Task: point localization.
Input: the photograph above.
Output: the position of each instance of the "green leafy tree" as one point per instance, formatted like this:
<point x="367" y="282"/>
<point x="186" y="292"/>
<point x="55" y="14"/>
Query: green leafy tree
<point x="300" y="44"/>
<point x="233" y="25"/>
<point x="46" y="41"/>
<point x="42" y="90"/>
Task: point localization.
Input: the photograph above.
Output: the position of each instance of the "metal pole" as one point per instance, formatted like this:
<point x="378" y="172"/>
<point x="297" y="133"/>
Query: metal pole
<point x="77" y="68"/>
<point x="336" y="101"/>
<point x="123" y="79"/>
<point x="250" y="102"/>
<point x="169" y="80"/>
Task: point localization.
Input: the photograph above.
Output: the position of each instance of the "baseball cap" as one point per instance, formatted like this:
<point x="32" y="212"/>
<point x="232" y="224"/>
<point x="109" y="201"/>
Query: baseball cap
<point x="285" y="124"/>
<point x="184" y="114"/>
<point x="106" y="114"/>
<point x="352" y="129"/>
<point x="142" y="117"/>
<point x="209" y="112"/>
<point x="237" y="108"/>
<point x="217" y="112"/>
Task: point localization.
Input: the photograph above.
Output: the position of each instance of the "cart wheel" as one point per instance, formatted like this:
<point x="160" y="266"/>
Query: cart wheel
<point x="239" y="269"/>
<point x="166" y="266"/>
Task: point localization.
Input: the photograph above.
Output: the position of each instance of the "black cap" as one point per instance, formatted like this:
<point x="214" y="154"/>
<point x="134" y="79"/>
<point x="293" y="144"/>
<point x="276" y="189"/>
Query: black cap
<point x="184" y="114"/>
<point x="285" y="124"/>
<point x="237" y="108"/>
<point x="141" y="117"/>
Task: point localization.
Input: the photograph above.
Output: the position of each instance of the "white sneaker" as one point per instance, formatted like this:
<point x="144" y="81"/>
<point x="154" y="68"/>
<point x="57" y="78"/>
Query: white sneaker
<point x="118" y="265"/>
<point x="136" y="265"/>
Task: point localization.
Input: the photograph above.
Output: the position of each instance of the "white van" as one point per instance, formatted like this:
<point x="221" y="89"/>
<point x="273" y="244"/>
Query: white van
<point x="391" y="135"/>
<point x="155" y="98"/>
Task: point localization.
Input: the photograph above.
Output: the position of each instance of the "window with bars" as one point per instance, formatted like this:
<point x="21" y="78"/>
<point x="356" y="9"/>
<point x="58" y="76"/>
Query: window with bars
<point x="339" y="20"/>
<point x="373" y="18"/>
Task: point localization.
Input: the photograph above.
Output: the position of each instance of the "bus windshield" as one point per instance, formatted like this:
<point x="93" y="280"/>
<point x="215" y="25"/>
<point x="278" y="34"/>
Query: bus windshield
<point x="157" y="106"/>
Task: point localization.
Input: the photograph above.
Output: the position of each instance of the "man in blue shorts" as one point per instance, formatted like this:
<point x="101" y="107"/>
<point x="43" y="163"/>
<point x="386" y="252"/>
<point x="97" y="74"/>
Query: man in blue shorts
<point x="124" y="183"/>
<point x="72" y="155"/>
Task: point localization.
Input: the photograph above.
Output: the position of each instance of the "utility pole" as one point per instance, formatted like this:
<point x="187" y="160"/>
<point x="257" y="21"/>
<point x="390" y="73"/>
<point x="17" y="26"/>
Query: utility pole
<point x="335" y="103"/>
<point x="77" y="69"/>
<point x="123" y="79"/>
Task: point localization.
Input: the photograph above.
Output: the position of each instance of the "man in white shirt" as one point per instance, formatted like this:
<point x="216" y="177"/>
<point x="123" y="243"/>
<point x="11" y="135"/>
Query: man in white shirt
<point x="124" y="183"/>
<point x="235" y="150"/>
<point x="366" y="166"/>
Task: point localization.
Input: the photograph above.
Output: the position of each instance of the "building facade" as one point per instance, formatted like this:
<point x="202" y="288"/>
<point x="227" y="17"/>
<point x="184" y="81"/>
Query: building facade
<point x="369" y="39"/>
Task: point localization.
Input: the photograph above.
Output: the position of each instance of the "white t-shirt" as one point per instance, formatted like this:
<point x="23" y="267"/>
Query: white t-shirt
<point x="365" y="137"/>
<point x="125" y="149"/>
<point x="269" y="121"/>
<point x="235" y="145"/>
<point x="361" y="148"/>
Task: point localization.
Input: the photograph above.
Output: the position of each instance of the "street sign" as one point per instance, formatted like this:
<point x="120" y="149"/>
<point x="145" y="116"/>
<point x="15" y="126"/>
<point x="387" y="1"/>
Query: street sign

◆ ◆ ◆ ◆ ◆ ◆ ◆

REQUIREMENT -> Go through the records and pull out each line that includes the word "sign".

YOUR RESPONSE ->
Output: the position of each instance of the "street sign" as one point per instance, formatted like this:
Query: street sign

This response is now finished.